PROBLEM TO WORK ON: Print, in exact form, the lines below from the one containing "box: [8, 0, 142, 43]" through the one containing "18V0L0 1V48L77 55L101", and omit all others.

Stored data entries
[Start of section]

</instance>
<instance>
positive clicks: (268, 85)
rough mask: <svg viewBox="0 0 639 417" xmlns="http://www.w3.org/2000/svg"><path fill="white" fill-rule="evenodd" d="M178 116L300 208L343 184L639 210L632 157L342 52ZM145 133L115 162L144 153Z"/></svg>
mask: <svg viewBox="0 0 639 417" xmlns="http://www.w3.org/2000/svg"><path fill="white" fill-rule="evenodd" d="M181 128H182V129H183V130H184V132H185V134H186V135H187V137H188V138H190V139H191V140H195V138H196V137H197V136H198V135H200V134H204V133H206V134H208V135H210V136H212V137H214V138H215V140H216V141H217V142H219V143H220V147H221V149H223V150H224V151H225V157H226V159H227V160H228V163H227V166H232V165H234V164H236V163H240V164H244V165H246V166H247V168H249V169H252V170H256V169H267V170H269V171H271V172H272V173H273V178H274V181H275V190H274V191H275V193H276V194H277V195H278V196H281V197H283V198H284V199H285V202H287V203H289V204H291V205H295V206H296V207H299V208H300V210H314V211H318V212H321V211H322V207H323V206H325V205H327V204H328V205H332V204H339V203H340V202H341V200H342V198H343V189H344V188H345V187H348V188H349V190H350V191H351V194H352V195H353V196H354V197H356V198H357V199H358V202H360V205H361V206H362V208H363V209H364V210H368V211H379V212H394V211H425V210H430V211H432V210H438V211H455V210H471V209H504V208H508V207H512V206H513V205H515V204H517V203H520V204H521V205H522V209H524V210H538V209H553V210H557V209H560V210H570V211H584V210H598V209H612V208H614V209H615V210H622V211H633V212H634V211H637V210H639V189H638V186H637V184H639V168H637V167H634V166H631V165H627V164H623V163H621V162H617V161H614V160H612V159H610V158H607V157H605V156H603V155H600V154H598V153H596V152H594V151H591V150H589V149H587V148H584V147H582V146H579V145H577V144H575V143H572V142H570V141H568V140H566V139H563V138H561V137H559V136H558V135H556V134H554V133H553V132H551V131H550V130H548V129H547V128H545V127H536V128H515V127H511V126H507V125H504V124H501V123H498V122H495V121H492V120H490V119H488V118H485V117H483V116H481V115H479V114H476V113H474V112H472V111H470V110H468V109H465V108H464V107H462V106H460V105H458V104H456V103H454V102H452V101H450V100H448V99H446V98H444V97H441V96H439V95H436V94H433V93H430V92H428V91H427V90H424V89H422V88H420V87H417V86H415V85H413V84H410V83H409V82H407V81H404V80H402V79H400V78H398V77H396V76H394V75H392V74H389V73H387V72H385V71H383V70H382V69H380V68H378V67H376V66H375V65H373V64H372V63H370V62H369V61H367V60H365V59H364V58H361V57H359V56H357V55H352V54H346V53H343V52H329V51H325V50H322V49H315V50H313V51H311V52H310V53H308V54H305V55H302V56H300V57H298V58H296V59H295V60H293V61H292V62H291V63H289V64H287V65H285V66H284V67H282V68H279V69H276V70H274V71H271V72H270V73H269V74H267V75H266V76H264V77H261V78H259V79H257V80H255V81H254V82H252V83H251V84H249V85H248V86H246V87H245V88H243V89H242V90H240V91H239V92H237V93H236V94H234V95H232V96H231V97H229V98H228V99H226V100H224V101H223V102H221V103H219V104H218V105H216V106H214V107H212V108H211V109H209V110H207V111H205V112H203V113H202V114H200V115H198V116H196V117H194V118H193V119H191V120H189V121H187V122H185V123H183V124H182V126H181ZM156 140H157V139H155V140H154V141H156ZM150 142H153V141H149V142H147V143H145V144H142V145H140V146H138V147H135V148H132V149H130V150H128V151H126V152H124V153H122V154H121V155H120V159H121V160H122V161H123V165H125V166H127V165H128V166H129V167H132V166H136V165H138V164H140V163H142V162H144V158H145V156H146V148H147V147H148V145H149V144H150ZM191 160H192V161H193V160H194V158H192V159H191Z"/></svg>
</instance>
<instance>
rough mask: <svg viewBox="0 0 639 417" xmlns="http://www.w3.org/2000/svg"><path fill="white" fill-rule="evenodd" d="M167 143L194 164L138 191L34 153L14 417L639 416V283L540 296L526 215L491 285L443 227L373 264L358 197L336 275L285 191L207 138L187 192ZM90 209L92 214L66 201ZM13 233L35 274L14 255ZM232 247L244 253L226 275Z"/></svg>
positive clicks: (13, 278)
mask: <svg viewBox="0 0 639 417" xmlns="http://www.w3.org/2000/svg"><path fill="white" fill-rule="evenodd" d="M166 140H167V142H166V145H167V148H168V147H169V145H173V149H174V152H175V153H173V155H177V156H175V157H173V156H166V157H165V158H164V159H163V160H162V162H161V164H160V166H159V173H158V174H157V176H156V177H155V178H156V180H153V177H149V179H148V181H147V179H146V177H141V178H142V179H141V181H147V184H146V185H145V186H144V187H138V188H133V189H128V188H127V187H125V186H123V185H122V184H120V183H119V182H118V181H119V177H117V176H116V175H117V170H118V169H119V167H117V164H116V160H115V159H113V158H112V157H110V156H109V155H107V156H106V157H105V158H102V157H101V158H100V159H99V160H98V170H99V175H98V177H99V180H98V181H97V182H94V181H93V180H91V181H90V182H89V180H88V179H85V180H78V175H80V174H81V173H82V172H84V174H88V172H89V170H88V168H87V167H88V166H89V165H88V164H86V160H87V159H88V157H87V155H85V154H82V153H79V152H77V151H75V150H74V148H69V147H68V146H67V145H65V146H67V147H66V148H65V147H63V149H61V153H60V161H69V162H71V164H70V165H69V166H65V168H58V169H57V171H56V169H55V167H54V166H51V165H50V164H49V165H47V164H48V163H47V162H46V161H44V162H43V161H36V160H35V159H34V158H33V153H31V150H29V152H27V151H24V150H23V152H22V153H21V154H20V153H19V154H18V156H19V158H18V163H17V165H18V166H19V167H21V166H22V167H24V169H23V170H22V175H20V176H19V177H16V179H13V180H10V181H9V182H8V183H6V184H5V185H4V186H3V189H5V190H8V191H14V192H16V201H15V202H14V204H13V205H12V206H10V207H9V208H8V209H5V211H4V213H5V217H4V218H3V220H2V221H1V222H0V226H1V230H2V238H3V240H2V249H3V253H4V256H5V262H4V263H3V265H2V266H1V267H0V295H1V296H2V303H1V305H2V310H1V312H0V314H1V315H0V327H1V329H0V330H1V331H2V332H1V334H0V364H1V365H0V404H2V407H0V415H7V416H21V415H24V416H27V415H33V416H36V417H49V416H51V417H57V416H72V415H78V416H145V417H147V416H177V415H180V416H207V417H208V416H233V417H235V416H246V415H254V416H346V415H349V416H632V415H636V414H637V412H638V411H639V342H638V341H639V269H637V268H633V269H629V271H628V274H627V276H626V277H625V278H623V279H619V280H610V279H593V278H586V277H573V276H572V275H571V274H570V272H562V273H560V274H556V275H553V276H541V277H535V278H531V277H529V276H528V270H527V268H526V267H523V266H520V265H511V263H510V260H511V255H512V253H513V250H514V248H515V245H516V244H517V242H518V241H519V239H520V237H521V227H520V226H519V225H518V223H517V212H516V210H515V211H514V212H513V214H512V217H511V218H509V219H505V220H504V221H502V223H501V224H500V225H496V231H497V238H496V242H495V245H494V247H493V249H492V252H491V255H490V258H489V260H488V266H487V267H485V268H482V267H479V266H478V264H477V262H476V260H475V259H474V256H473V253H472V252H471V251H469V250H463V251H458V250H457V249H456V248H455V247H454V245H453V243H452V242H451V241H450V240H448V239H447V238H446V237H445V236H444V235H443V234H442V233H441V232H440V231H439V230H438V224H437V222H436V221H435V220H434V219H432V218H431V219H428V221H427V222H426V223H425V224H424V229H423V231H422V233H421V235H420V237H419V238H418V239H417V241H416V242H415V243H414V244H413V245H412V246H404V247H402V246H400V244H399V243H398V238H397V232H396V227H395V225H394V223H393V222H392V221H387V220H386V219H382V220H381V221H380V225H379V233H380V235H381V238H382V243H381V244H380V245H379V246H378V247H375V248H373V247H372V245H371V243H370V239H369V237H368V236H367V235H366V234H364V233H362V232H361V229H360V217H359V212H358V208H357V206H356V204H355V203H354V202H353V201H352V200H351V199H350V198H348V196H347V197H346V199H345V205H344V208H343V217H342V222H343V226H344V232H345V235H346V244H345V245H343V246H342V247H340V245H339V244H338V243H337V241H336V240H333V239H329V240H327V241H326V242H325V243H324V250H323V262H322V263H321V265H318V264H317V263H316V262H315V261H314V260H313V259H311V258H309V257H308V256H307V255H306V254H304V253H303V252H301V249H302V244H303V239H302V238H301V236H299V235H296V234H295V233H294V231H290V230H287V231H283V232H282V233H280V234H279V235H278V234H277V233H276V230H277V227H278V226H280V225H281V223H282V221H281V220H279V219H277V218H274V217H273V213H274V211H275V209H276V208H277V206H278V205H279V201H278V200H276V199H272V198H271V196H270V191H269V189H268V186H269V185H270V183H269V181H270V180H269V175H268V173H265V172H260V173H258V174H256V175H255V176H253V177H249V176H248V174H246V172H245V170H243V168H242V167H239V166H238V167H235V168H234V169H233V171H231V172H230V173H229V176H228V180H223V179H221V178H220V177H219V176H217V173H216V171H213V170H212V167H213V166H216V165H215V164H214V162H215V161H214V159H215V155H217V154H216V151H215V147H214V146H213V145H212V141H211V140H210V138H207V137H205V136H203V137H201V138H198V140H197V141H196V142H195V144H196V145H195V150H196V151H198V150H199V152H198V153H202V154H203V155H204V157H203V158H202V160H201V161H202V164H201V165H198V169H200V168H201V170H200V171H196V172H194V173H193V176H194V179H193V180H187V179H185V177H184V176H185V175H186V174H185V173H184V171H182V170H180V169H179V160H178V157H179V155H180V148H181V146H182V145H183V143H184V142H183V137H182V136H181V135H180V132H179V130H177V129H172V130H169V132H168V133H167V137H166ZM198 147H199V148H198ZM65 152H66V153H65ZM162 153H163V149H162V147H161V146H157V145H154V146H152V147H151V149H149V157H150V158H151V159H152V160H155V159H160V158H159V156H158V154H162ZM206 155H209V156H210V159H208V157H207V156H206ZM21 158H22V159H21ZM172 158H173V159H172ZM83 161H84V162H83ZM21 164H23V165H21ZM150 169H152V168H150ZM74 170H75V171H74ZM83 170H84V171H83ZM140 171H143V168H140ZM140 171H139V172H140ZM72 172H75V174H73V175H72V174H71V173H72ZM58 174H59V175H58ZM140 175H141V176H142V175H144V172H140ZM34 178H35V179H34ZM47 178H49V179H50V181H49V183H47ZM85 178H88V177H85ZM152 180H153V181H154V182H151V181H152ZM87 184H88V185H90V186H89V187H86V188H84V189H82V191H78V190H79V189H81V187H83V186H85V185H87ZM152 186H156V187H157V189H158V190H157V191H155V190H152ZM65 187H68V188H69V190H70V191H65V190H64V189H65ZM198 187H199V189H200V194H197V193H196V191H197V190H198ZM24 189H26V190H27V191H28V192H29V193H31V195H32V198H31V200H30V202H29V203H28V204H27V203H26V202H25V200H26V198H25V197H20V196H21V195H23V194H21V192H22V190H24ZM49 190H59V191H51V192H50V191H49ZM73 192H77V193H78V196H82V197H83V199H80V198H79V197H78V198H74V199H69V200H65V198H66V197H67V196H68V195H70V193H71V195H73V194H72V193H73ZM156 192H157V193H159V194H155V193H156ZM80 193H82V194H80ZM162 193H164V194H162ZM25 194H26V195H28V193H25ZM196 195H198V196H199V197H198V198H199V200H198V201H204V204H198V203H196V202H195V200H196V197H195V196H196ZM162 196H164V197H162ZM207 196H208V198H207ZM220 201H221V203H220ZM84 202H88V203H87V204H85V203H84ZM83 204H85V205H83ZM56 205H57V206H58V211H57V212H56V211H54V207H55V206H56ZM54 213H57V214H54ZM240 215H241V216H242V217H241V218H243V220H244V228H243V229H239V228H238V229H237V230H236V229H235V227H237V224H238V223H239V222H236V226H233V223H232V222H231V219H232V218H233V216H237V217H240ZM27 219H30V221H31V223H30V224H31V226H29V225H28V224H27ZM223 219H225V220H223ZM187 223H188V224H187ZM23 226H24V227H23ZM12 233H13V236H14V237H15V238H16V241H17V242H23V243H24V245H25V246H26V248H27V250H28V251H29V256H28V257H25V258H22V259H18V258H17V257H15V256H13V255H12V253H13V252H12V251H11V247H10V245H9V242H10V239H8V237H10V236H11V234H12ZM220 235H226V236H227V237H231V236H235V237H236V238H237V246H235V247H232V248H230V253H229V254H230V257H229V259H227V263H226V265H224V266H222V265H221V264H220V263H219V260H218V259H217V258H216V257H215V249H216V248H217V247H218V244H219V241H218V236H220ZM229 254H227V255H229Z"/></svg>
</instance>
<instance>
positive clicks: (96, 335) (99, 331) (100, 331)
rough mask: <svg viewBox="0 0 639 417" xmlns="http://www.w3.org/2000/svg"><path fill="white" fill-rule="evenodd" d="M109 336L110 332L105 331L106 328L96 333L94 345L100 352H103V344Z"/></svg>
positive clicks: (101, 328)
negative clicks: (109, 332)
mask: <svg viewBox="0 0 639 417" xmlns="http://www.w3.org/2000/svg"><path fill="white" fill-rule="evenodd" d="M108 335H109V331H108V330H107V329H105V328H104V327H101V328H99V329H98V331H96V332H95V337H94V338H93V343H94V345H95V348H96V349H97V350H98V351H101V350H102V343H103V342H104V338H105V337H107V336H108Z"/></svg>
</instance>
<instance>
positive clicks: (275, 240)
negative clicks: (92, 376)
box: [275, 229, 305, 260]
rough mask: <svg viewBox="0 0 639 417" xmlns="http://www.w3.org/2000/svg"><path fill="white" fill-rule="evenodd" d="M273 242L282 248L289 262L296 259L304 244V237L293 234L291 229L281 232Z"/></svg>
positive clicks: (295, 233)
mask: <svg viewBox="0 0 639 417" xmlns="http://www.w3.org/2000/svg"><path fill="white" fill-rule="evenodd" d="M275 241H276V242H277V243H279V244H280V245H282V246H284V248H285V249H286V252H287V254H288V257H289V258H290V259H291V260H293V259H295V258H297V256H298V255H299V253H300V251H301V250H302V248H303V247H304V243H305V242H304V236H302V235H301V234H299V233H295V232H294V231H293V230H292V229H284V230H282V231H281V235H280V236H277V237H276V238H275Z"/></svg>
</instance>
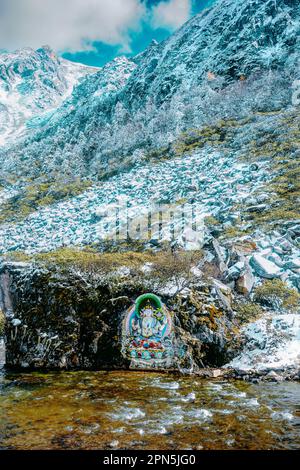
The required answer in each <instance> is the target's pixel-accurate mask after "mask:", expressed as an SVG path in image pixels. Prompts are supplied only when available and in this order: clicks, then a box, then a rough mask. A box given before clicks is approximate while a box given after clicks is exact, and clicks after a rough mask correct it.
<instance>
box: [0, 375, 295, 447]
mask: <svg viewBox="0 0 300 470" xmlns="http://www.w3.org/2000/svg"><path fill="white" fill-rule="evenodd" d="M0 412H1V415H0V448H2V449H108V448H119V449H168V450H170V449H297V448H300V384H299V383H293V382H283V383H259V384H250V383H246V382H243V381H224V380H219V379H215V380H204V379H200V378H197V377H191V376H188V377H183V376H176V375H169V374H159V373H149V372H148V373H146V372H130V371H117V372H105V371H101V372H56V373H54V372H52V373H47V374H42V373H37V372H34V373H27V374H24V373H23V374H20V373H8V372H6V373H5V372H3V373H2V374H0Z"/></svg>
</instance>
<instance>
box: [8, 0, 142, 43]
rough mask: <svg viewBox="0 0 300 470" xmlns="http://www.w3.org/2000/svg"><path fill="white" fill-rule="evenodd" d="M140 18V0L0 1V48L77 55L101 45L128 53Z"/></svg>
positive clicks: (138, 23)
mask: <svg viewBox="0 0 300 470" xmlns="http://www.w3.org/2000/svg"><path fill="white" fill-rule="evenodd" d="M144 14H145V7H144V5H143V3H142V1H141V0H0V47H1V48H4V49H9V50H11V49H17V48H19V47H24V46H29V47H34V48H36V47H40V46H41V45H44V44H49V45H50V46H51V47H53V48H54V49H56V50H58V51H67V50H69V51H80V50H86V49H89V48H91V47H92V45H91V44H92V42H93V41H103V42H105V43H107V44H110V45H120V46H121V47H122V49H123V51H129V50H130V30H138V29H139V27H140V22H141V19H142V18H143V17H144Z"/></svg>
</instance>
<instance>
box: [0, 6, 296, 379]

[End of section]

ANSWER:
box: [8, 0, 142, 43]
rough mask: <svg viewBox="0 0 300 470" xmlns="http://www.w3.org/2000/svg"><path fill="white" fill-rule="evenodd" d="M140 18V0L0 1V48L77 55L101 45L128 53Z"/></svg>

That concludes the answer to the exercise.